## Written exercise
Continue the S4 toolset documentation from where it stops.

## Document extract
________________________
Toolset

S4 provides a set of tools to:

  • define S4 clusters: s4 newCluster
  • start S4 nodes: s4 node
  • package applications: s4 s4r
  • deploy applications: s4 deploy
  • start a Zookeeper server for easy testing: s4 zkServer
    • s4 zkServer -t will start a Zookeeper server and automatically configure 2 clusters
  • view the status of S4 clusters coordinated by a given Zookeeper ensemble: s4 status
./s4

will give you a list of available commands.

./s4 <command> -help

will provide detailed documentation for each of these commands.

Cluster configuration

Before starting S4 nodes, you must define a logical cluster by specifying:

  • a name for the cluster
  • a number of partitions (~ tasks)
  • an initial port number for listener sockets
    • you must specify a free port, considering that each of the nodes of the cluster will open a different port, with a number monotonically increasing from the initial number. For instance, for a cluster of 10 nodes and an initial port 12000, ports 12000 to 12009 will be used among the nodes.
    • those ports are used for inter node communication.

The cluster configuration is maintained in Zookeeper, and can be set using S4 tools:

./s4 newCluster -c=cluster1 -nbTasks=2 -flp=12000

See tool documentation by typing:

./s4 newCluster -help

Node configuration

When starting an S4 node on a given host, you need to specify:

  • the connection string to the cluster management system (Zookeeper)
________________________
## Raw data
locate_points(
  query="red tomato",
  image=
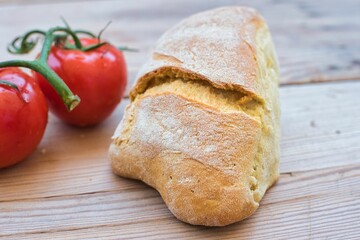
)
(98, 77)
(23, 116)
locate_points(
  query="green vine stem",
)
(40, 65)
(22, 45)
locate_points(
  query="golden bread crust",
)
(202, 127)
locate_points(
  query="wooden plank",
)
(319, 131)
(306, 205)
(316, 40)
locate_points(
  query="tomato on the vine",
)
(97, 76)
(23, 115)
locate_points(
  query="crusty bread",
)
(203, 123)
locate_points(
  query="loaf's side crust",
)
(173, 146)
(200, 188)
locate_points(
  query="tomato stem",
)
(70, 100)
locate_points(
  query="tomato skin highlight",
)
(23, 116)
(98, 77)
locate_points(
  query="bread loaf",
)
(202, 127)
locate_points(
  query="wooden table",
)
(66, 190)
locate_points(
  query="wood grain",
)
(306, 205)
(65, 189)
(315, 40)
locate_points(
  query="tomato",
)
(23, 116)
(98, 77)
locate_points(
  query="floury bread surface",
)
(202, 127)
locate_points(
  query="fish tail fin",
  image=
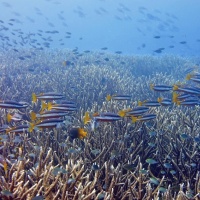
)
(49, 106)
(140, 103)
(86, 118)
(175, 87)
(81, 133)
(9, 117)
(188, 77)
(151, 86)
(31, 127)
(134, 119)
(174, 97)
(44, 106)
(160, 99)
(34, 98)
(33, 116)
(122, 113)
(108, 97)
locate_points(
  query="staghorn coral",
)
(111, 163)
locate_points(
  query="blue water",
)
(153, 27)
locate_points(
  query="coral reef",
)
(158, 159)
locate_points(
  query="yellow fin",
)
(160, 99)
(34, 98)
(108, 97)
(86, 118)
(49, 106)
(5, 166)
(81, 133)
(134, 119)
(175, 97)
(151, 86)
(175, 87)
(188, 77)
(122, 113)
(31, 127)
(140, 103)
(9, 117)
(44, 106)
(33, 116)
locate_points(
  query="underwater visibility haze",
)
(99, 99)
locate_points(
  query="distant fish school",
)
(52, 114)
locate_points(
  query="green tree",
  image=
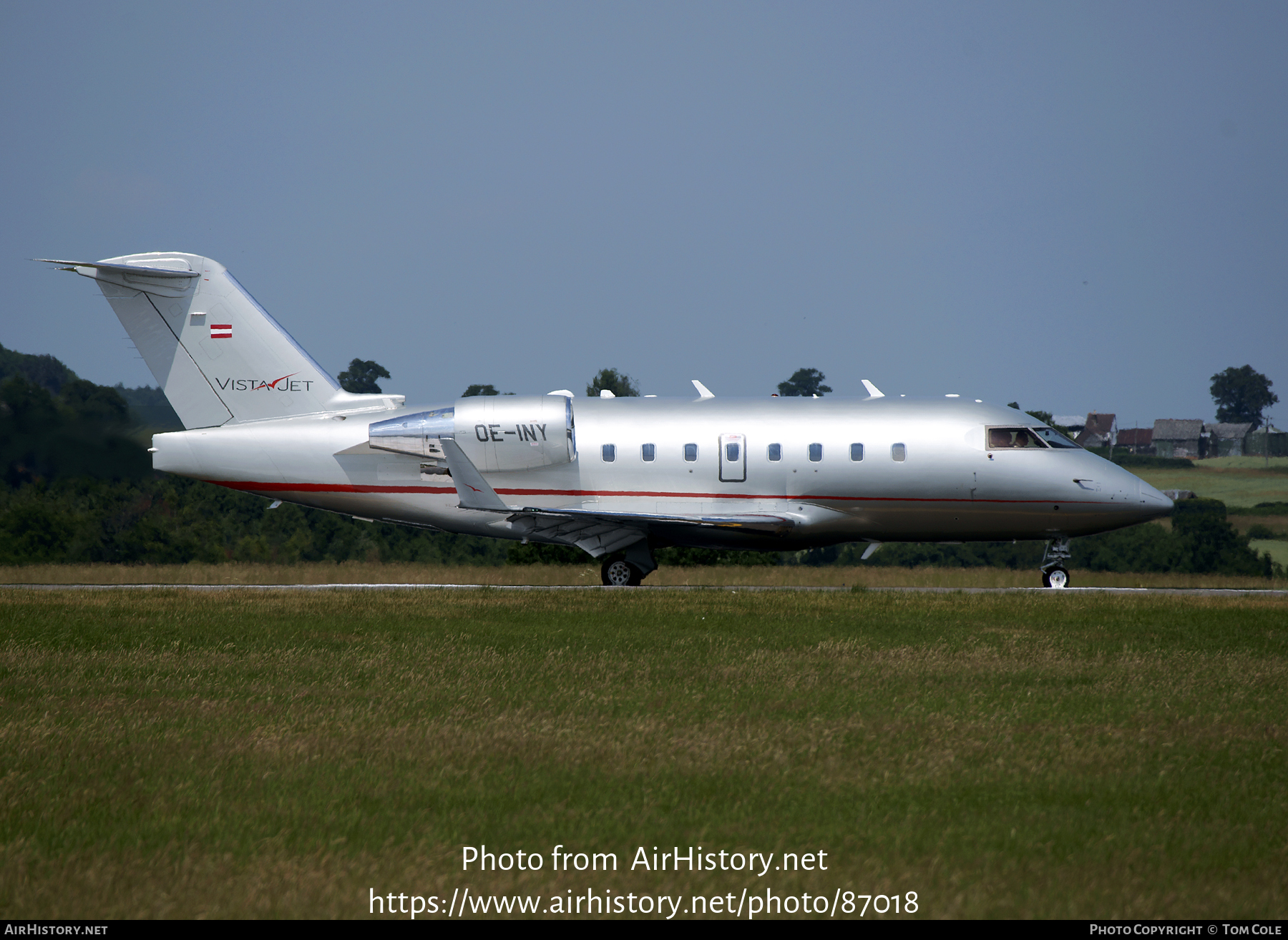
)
(1242, 396)
(804, 383)
(361, 378)
(618, 383)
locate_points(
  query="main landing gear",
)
(1055, 563)
(629, 568)
(618, 572)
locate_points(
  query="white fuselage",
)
(948, 486)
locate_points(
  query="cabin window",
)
(1055, 438)
(1013, 438)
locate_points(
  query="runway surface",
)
(732, 589)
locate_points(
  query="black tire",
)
(1056, 577)
(618, 572)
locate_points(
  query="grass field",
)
(281, 753)
(1236, 481)
(714, 576)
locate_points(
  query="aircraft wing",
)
(603, 532)
(597, 531)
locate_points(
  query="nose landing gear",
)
(1055, 563)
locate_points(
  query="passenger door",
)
(733, 457)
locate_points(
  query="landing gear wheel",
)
(616, 572)
(1056, 577)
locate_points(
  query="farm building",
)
(1179, 437)
(1136, 439)
(1099, 431)
(1225, 439)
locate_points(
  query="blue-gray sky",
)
(1080, 206)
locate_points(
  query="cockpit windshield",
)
(1013, 438)
(1055, 438)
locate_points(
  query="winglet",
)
(470, 486)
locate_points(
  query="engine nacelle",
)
(497, 433)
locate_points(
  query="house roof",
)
(1178, 429)
(1135, 437)
(1099, 424)
(1098, 429)
(1228, 431)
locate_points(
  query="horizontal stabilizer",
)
(151, 270)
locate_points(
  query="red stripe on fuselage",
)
(366, 489)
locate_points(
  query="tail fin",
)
(219, 357)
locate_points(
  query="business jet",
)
(615, 476)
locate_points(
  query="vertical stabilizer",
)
(218, 354)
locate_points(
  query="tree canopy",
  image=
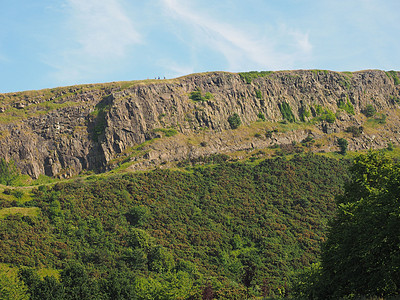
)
(361, 255)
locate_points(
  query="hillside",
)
(239, 228)
(136, 125)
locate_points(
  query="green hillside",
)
(232, 230)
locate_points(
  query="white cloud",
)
(98, 36)
(243, 49)
(102, 28)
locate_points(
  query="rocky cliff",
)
(64, 131)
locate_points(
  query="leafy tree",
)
(77, 284)
(369, 110)
(343, 143)
(361, 255)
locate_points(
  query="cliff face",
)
(63, 131)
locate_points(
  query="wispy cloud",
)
(98, 34)
(102, 28)
(242, 49)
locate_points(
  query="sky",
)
(51, 43)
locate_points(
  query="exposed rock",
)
(96, 127)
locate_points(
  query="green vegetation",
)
(197, 95)
(234, 121)
(355, 130)
(236, 229)
(24, 211)
(99, 115)
(346, 106)
(304, 113)
(369, 111)
(360, 257)
(379, 119)
(316, 71)
(286, 112)
(168, 132)
(249, 76)
(393, 74)
(11, 287)
(259, 94)
(8, 172)
(321, 114)
(343, 143)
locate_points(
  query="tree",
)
(11, 288)
(361, 256)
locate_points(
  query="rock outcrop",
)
(62, 132)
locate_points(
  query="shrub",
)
(167, 131)
(18, 194)
(356, 131)
(342, 145)
(304, 113)
(328, 116)
(346, 106)
(8, 172)
(249, 76)
(234, 121)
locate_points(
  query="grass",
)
(25, 211)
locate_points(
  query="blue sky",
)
(50, 43)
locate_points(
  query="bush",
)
(8, 172)
(234, 121)
(393, 74)
(356, 131)
(261, 116)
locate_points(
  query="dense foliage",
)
(361, 255)
(230, 230)
(8, 172)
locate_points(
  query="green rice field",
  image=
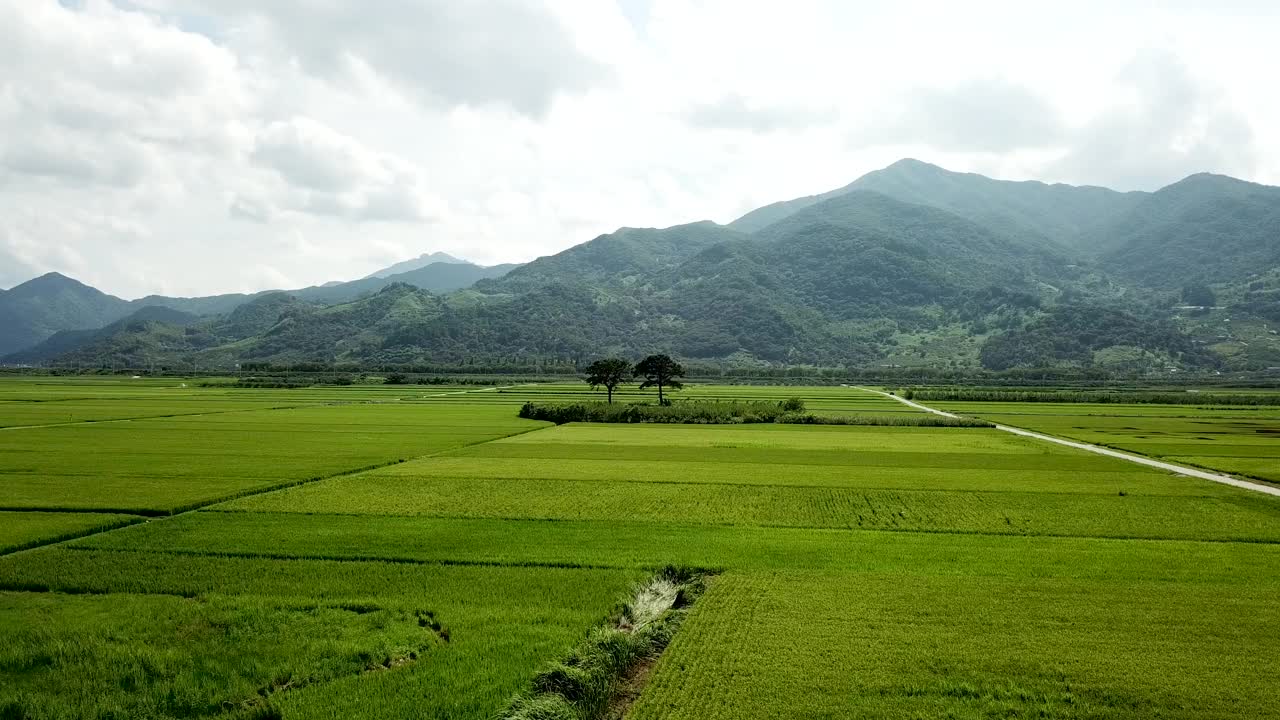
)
(169, 550)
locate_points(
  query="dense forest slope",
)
(908, 265)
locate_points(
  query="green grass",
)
(21, 531)
(923, 645)
(158, 656)
(1123, 500)
(161, 465)
(247, 624)
(867, 572)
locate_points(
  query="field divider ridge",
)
(391, 560)
(197, 506)
(1100, 450)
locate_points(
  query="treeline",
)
(522, 368)
(725, 413)
(983, 395)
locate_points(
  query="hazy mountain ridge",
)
(912, 264)
(41, 308)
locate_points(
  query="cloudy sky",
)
(200, 146)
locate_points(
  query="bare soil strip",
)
(1100, 450)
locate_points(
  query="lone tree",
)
(608, 373)
(659, 370)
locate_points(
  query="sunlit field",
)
(412, 551)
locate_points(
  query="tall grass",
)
(725, 413)
(586, 684)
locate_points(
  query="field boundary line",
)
(154, 417)
(389, 560)
(1097, 449)
(479, 390)
(195, 507)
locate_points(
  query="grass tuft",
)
(726, 413)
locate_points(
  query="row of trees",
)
(657, 370)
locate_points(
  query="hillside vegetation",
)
(908, 265)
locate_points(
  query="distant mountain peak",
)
(50, 282)
(415, 263)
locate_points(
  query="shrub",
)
(725, 413)
(792, 405)
(583, 686)
(1102, 397)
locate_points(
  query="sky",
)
(204, 146)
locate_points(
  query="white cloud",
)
(328, 173)
(197, 146)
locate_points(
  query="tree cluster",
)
(657, 370)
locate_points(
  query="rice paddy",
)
(423, 552)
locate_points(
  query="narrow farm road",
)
(1100, 450)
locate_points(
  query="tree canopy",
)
(661, 372)
(608, 373)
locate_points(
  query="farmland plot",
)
(1234, 440)
(1016, 578)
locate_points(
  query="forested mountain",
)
(420, 261)
(1034, 212)
(1206, 228)
(908, 265)
(622, 258)
(40, 309)
(435, 277)
(36, 309)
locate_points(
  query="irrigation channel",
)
(1100, 450)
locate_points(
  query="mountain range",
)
(906, 265)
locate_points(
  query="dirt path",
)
(1107, 451)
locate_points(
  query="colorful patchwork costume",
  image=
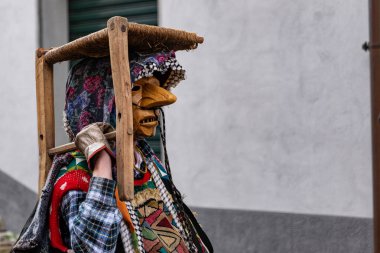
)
(85, 212)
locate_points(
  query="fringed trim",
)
(137, 242)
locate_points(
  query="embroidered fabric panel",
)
(166, 199)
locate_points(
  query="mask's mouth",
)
(150, 120)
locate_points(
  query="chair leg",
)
(118, 45)
(45, 114)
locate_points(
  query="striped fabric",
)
(94, 228)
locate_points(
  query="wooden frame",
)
(115, 40)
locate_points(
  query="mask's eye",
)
(136, 88)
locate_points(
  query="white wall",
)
(275, 112)
(18, 128)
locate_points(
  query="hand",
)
(91, 140)
(103, 165)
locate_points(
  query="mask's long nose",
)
(155, 96)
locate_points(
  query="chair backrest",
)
(115, 40)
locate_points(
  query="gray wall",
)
(18, 128)
(274, 114)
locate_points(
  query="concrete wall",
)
(18, 128)
(54, 32)
(274, 114)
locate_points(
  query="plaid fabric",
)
(93, 219)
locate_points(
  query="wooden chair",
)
(115, 41)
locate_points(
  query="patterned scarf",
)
(89, 91)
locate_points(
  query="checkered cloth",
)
(93, 220)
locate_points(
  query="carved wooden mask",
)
(147, 97)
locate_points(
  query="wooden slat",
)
(118, 45)
(142, 38)
(375, 104)
(45, 114)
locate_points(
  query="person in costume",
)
(80, 197)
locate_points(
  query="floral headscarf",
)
(89, 91)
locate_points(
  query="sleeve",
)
(93, 219)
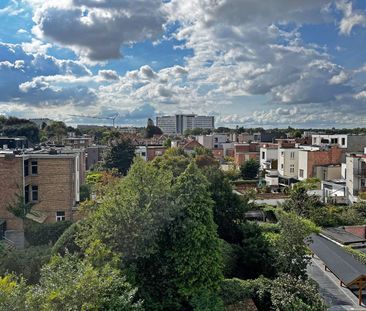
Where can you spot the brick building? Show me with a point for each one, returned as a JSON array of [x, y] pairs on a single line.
[[312, 163], [50, 180], [245, 152]]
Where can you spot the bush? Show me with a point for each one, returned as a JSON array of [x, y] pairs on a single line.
[[43, 234], [67, 240], [236, 290], [27, 262], [230, 254]]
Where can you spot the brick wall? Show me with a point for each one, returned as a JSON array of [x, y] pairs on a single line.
[[56, 186], [11, 182], [331, 156]]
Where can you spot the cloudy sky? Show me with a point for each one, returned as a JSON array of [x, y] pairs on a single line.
[[248, 62]]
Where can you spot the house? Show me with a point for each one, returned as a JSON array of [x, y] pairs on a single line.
[[355, 175], [191, 145], [246, 151], [77, 142], [353, 143], [94, 154], [268, 156], [323, 163], [47, 179]]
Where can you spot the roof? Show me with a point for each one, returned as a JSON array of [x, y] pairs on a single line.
[[341, 263], [340, 235]]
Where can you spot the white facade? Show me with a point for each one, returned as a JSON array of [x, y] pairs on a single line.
[[337, 139], [167, 124], [288, 162], [267, 155], [141, 151], [355, 175], [213, 141], [179, 123]]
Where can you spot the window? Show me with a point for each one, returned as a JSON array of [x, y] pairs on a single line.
[[34, 193], [26, 168], [26, 194], [34, 166], [60, 216]]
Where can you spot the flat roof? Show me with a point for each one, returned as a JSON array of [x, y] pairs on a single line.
[[342, 264]]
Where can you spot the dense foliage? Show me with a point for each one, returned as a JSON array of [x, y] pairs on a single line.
[[120, 156], [249, 169]]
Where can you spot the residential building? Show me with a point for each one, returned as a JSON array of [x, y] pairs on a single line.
[[353, 143], [334, 191], [94, 154], [41, 122], [355, 175], [213, 141], [48, 179], [178, 123], [288, 161], [77, 142], [268, 156], [154, 151], [19, 142], [320, 162], [245, 152]]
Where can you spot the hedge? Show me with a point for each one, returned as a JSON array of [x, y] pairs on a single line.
[[44, 234]]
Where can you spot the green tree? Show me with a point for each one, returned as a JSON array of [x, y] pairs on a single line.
[[12, 293], [152, 130], [56, 131], [292, 255], [290, 293], [249, 169], [26, 262], [195, 247], [301, 203], [68, 283], [120, 156]]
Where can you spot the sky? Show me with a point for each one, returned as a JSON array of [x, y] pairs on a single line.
[[249, 63]]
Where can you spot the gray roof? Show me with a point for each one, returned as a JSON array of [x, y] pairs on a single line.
[[340, 235], [341, 263]]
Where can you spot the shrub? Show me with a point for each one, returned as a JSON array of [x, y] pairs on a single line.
[[42, 234], [27, 262]]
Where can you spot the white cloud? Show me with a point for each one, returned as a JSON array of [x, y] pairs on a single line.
[[350, 17], [95, 30]]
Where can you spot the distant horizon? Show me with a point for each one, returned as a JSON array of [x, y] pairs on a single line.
[[297, 63]]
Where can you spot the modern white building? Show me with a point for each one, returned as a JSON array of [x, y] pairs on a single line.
[[353, 143], [213, 141], [355, 175], [288, 162], [268, 156], [178, 123]]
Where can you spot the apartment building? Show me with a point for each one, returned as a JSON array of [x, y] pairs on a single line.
[[320, 162], [245, 152], [355, 175], [268, 156], [213, 141], [288, 162], [49, 179], [178, 123], [353, 143]]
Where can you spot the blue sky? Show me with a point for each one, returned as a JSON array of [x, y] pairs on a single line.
[[248, 62]]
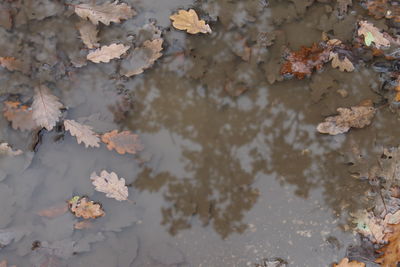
________________________
## Response
    • localhost:2181 by default
  • the name of the logical cluster to which this node will belong
  • specific modules (optional)
  • named configuration parameters (optional)

Example:

./s4 node -c=cluster1 -zk=host.domain.com

Modules configuration

S4 follows a modular design and uses Guice for defining modules and injecting dependencies.

An S4 node is composed of:

  • a communication module that specifies communication protocols, event listeners and senders
  • a core module that specifies the deployment mechanism, serialization mechanism

We provide default modules, but you may directly specify others through the command line, and it is also possible to override them with new modules and even specify new ones (custom modules classes must provide an empty no-args constructor). For instance, if you want to enable checkpointing, you should pass a checkpointing module (emc stands for extra modules classes):

./s4 node -c=cluster1 -emc=org.apache.s4.core.ft.FileSystemBackendCheckpointingModule

Parameters overriding

You will probably need to tweak default parameters of the communication layer.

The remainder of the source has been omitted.